EXERCISE TASK> List each line of the data below that contains the word "sailboat".

DATA PROVIDED>
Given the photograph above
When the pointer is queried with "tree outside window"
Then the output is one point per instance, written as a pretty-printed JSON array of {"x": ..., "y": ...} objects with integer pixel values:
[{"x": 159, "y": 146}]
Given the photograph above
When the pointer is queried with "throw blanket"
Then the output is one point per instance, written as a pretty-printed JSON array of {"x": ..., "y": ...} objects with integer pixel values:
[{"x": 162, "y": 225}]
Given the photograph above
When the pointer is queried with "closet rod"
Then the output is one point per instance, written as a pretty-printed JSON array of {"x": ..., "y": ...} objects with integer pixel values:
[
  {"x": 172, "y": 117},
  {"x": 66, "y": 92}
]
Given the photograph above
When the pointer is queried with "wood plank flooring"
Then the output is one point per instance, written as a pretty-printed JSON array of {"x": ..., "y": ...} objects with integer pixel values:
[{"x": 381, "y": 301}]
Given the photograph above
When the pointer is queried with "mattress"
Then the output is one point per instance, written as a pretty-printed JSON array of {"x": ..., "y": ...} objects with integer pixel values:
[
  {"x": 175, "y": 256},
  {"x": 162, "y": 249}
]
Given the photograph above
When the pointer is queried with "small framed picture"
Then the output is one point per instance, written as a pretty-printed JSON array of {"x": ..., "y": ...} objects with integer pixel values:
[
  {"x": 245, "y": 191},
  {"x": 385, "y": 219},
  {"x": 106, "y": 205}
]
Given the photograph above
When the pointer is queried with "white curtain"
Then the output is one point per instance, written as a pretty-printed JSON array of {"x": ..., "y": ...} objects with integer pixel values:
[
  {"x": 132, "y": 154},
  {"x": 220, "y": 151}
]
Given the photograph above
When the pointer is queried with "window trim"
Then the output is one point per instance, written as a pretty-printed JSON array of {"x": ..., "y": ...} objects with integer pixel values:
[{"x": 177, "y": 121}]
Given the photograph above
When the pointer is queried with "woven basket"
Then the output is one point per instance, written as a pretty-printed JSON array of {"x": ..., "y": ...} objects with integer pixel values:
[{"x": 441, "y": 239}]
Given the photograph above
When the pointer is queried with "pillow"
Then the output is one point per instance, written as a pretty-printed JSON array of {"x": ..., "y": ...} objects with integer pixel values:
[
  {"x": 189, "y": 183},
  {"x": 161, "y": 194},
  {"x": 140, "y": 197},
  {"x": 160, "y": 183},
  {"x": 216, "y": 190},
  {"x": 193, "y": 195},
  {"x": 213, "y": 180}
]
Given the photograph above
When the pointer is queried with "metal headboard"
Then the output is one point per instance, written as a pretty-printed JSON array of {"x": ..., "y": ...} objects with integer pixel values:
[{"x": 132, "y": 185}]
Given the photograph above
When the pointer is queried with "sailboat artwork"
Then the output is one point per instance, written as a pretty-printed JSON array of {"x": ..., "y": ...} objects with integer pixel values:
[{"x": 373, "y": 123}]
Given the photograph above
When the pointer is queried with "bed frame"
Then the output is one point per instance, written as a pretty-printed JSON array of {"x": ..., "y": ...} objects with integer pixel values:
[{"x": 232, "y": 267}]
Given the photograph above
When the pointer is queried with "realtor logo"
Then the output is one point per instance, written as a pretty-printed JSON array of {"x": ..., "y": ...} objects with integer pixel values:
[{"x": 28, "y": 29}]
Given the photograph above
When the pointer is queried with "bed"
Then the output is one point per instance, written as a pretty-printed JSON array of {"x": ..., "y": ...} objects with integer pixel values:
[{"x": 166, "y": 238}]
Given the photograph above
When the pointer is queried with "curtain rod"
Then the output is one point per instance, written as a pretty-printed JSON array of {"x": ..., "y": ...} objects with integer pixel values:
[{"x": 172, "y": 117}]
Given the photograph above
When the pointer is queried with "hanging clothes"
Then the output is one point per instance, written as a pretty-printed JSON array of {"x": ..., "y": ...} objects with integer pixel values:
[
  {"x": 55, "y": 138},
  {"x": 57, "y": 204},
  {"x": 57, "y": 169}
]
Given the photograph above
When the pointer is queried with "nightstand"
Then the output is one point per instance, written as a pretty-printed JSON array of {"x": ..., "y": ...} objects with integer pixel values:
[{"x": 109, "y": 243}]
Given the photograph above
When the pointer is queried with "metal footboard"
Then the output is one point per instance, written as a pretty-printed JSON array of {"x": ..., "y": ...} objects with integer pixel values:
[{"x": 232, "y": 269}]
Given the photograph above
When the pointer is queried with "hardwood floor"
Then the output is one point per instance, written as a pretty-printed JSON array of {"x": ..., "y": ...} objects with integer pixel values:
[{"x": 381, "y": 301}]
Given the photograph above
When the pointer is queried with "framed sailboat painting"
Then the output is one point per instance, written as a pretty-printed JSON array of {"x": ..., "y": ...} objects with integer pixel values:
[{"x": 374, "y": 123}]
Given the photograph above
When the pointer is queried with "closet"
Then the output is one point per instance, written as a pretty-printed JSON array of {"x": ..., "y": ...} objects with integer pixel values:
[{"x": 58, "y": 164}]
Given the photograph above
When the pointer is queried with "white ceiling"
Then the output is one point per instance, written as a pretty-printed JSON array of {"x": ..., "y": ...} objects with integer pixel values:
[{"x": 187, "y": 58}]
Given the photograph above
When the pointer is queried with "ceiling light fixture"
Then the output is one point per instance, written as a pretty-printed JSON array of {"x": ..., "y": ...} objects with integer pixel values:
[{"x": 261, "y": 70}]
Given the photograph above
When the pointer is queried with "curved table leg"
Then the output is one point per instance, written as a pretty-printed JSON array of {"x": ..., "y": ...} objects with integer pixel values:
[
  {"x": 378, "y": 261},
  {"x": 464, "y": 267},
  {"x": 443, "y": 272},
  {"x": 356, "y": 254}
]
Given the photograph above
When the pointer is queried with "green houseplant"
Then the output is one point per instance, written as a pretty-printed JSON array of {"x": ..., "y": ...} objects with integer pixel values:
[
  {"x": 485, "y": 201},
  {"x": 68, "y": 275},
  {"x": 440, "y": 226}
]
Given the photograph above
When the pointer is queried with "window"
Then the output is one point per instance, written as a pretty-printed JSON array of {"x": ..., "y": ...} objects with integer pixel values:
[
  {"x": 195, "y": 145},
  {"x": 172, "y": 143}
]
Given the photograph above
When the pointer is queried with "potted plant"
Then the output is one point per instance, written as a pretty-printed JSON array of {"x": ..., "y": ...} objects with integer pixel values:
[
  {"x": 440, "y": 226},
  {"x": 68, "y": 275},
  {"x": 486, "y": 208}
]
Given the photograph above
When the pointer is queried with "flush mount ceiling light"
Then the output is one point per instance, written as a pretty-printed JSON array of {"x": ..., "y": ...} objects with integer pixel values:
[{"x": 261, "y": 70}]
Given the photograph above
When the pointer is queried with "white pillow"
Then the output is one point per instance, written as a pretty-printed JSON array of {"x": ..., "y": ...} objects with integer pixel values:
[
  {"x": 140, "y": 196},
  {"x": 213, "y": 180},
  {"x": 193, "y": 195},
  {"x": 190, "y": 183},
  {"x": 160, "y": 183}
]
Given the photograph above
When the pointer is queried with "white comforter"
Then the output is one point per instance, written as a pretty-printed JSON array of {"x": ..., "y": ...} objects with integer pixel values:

SOLUTION BELOW>
When the pointer is queried with "sailboat artwork"
When the pointer is queried with "framed sailboat painting"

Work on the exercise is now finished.